◆ **YOUR TASK**: What is needed is the run of lines from the one with "shaped like (684,223)." through the close of the data, set down exactly.

◆ **INPUT MATERIAL**:
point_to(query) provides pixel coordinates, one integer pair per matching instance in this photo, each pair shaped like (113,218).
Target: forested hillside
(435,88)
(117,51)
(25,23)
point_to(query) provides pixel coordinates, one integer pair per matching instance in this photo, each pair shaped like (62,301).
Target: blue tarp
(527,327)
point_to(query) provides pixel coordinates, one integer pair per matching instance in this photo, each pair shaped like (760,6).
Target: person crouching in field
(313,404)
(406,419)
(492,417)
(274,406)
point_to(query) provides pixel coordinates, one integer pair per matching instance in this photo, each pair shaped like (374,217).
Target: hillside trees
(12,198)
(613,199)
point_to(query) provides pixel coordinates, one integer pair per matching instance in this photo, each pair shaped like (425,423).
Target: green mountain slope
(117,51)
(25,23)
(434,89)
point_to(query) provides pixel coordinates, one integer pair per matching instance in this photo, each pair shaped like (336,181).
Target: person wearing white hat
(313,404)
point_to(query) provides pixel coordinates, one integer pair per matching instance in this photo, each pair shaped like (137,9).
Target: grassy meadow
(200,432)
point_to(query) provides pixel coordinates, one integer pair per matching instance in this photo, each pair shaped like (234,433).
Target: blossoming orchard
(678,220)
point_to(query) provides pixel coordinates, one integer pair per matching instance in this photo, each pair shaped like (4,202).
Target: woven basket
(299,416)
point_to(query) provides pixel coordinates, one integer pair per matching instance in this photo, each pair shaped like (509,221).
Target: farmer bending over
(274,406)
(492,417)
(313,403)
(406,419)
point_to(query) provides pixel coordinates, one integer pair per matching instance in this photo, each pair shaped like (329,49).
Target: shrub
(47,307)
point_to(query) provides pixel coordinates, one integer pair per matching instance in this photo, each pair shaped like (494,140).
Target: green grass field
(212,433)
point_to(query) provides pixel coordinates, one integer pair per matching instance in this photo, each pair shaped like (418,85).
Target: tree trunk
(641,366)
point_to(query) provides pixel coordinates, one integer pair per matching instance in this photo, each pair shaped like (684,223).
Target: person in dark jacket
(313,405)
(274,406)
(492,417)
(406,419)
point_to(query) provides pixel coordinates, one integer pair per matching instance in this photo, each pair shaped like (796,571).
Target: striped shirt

◆ **RESULT OF THE TASK**:
point_to(query) provides pixel coordinates, one integer pair per matching instance in this photo, each pair shaped like (684,223).
Target: person in dark jacket
(313,405)
(274,406)
(492,417)
(406,419)
point_to(query) provides pixel coordinates, one integer pair per matching instance in this photo, each pair shaped like (796,571).
Target: striped shirt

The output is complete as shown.